──────── SUPPLIED TEXT ────────

Letter IEDI n. 1027–COVID-19 effects on the industry by technology intensity
The COVID-19 pandemic strongly impacted the industry by making access to parts and components—especially imported ones—difficult, by requiring substantial changes in the functioning of production lines to meet the need for social distancing and isolation, and by depressing aggregate demand, reducing the size of its markets.
Although the problems in Brazil became much worse in March, the most adverse effects were felt in Q2/20, when industrial production decreased 19.4% compared to the same period last year. The figure for manufacturing was even more serious: -21.8% in the same comparison. In the months of May and June, some reaction was registered, but it was very insufficient to compensate for the previous losses.
As a result, the COVID-induced Brazilian industry shrinking in the first half of 2020 far outweighs the setbacks of the serious 2015–2016 crisis. In Jan–Jun/20, the general industry fell 10.9% and manufacturing dropped 11.9%. And it is worth remembering that performance had already been meager in 2019: -1.1% and +0.2% only, respectively. That is, the crises accumulate and the years of recovery are few and weak.
In this Letter IEDI, 2020 industrial performance is detailed according to four technology intensity ranges, following the most current version of the OECD classification.
The high, medium-high and medium intensity categories include manufacturing branches only, while medium-low technology covers all mineral extraction activities and some manufacturing sectors. The industry does not have branches in the low technology intensity range, which consists of services and agricultural activities.
The main highlights are the following:
The high-tech industry was not the worst hit by the pandemic, registering -9.6% in the 1st half/20, but its falls overlap, since it was also in the red in the first half of last year (-6.3%). Almost all of its branches recorded significant decreases, especially aircraft production, with -49.7% in Jan–Jun/20. The exception was the pharmaceutical industry (+2%), which is not surprising given the health nature of the current crisis.
The medium-high technology group led the losses, with a rate of -23.8% in the 1st half/20 versus the same period of the previous year. Its decline, ongoing since Q3/19, was greatly worsened by COVID-19, which led to a 42.8% loss in Q2/20. Much of this was due to the auto industry (-73.5% in Q2/20), but also to the production of capital goods and other transport equipment.
In the medium technology intensity industry, output declined 14.6% in the first half of 2020, driven by the result of the 2nd quarter of the year (-25.7%). Decisive branches for this performance were metallurgy, non-metallic minerals and rubber and plastic.
In the case of medium-low technology, with regard to manufacturing, losses were much lower than those of the other ranges: only -4.6% in the first half of 2020. The 2nd quarter also brought deterioration, but at a less serious level than to the others: -9.7%. This performance is associated with the resilience of some of its most important branches, which produce essential goods, such as food, beverages and tobacco, with an expansion of +0.5% in Jan–Jun/20 and +1% in Q2/20 only.

──────── DATA RECORDS ────────

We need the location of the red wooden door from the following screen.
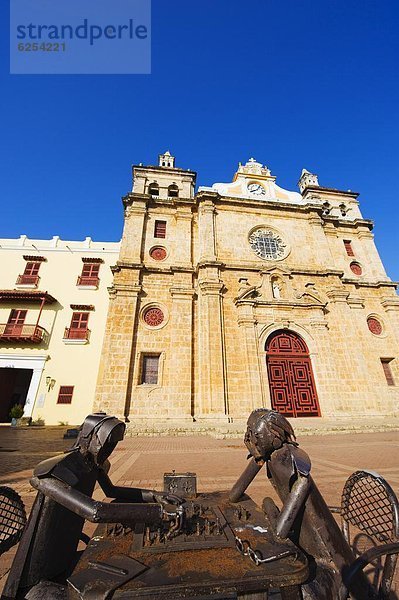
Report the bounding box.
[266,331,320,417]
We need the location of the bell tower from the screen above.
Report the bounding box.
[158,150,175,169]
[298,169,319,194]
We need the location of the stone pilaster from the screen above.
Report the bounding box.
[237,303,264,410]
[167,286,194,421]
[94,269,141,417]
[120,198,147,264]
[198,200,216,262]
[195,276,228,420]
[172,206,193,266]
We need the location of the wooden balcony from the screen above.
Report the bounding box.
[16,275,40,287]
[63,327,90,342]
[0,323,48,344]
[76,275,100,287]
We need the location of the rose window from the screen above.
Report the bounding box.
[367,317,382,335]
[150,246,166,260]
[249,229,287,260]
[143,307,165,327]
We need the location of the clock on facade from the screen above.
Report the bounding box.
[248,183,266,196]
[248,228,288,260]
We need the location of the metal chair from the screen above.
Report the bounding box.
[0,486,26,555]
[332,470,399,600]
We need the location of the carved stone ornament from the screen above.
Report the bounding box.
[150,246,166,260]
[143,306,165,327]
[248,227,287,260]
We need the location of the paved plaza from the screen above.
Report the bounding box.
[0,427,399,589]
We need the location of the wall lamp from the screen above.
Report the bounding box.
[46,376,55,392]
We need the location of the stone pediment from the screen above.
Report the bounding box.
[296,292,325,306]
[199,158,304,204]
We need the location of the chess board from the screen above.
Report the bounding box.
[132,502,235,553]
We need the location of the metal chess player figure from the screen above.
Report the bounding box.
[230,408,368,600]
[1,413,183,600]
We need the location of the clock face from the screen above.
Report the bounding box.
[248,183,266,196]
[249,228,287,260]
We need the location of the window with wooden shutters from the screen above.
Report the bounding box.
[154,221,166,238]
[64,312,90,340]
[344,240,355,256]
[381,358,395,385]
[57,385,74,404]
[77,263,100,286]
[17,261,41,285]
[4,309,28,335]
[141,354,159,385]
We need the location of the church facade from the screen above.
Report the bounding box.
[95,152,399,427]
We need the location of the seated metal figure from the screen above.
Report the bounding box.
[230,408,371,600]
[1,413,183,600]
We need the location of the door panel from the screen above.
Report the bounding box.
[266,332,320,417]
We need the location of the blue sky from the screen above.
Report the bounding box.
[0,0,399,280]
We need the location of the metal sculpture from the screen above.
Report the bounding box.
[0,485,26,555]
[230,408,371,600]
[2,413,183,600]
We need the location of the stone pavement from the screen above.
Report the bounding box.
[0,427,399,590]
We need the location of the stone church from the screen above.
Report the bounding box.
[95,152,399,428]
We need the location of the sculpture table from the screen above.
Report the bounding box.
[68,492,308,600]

────────
──────── DATA RECORDS ────────

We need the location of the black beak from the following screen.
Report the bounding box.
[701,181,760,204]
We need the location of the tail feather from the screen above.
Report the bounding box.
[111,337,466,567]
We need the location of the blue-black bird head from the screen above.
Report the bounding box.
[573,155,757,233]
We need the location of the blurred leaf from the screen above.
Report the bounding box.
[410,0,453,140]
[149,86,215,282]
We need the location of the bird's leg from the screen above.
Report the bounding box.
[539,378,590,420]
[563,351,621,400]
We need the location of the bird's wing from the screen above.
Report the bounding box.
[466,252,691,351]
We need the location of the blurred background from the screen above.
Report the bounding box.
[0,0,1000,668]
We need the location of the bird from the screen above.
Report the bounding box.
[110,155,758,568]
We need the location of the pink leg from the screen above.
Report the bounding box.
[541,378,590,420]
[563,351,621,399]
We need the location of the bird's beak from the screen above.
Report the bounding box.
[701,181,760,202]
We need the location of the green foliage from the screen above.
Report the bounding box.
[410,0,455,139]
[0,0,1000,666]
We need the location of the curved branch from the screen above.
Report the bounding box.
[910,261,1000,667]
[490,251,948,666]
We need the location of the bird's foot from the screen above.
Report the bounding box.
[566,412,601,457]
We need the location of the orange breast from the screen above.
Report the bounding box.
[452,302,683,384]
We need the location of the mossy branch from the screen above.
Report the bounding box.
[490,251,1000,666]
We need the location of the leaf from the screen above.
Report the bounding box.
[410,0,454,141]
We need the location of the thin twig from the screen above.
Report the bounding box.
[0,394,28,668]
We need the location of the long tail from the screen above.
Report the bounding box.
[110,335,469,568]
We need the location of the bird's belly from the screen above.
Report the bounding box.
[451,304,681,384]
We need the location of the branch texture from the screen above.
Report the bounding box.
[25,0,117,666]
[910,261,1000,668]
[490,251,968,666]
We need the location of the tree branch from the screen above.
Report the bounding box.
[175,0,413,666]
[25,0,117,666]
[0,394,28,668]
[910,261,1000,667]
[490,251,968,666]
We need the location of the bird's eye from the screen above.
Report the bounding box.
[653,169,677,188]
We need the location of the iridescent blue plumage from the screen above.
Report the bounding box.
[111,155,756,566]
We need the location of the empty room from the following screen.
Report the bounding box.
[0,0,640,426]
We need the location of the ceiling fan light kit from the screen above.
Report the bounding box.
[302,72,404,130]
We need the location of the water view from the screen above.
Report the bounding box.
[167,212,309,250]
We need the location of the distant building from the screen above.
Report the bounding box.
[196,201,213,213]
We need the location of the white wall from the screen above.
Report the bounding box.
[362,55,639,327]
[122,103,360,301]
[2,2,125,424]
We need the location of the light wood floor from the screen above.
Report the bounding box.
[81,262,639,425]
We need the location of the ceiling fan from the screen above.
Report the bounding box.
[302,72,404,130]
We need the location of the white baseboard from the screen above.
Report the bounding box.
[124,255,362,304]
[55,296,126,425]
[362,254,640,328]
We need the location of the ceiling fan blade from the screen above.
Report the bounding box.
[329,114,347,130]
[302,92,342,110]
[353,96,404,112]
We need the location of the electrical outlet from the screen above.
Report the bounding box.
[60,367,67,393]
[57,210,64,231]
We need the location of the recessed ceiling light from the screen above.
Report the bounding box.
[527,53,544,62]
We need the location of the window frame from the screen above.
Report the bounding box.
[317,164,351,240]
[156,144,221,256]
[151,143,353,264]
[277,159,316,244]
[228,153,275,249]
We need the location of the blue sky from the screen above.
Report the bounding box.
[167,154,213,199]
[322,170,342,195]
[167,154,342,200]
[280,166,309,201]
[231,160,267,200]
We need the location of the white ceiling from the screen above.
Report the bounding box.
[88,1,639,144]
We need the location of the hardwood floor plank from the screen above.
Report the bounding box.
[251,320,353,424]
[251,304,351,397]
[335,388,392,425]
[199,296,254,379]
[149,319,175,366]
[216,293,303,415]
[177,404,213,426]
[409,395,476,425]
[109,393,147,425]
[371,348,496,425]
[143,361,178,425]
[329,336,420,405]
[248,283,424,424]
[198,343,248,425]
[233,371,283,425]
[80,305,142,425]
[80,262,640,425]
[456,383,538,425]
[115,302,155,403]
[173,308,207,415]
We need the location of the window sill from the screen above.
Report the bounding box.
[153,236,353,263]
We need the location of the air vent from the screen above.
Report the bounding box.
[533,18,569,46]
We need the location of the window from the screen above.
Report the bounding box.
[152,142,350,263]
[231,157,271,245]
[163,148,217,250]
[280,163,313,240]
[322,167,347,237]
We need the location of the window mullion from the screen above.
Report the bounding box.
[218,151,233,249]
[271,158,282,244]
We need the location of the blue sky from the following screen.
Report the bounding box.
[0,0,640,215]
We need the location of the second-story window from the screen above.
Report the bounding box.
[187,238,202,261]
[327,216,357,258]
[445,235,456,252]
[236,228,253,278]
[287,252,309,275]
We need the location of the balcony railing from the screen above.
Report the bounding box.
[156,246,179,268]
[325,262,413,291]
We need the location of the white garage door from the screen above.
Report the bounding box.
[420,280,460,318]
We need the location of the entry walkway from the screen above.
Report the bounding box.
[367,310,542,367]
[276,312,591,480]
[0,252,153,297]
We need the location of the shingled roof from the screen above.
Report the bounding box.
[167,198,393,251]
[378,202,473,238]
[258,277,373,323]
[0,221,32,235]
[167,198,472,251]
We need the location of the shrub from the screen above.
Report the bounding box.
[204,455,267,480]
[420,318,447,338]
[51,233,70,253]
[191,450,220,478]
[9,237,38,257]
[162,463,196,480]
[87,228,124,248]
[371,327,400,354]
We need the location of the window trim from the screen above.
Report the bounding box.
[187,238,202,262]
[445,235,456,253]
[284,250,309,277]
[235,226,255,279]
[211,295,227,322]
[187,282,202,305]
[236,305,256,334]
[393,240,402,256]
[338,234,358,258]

────────

* **ACTIVITIES**
1. From the IEDI letter, write out the passage starting with "In the medium" and going on through "in Q2/20 only.".
2. According to the IEDI letter, by what percentage did aircraft production fall in Jan–Jun/20?
The items play no part in this work.

* **ANSWER LIST**
1.
In the medium technology intensity industry, output declined 14.6% in the first half of 2020, driven by the result of the 2nd quarter of the year (-25.7%). Decisive branches for this performance were metallurgy, non-metallic minerals and rubber and plastic.
In the case of medium-low technology, with regard to manufacturing, losses were much lower than those of the other ranges: only -4.6% in the first half of 2020. The 2nd quarter also brought deterioration, but at a less serious level than to the others: -9.7%. This performance is associated with the resilience of some of its most important branches, which produce essential goods, such as food, beverages and tobacco, with an expansion of +0.5% in Jan–Jun/20 and +1% in Q2/20 only.

2. Aircraft production fell 49.7% in Jan–Jun/20.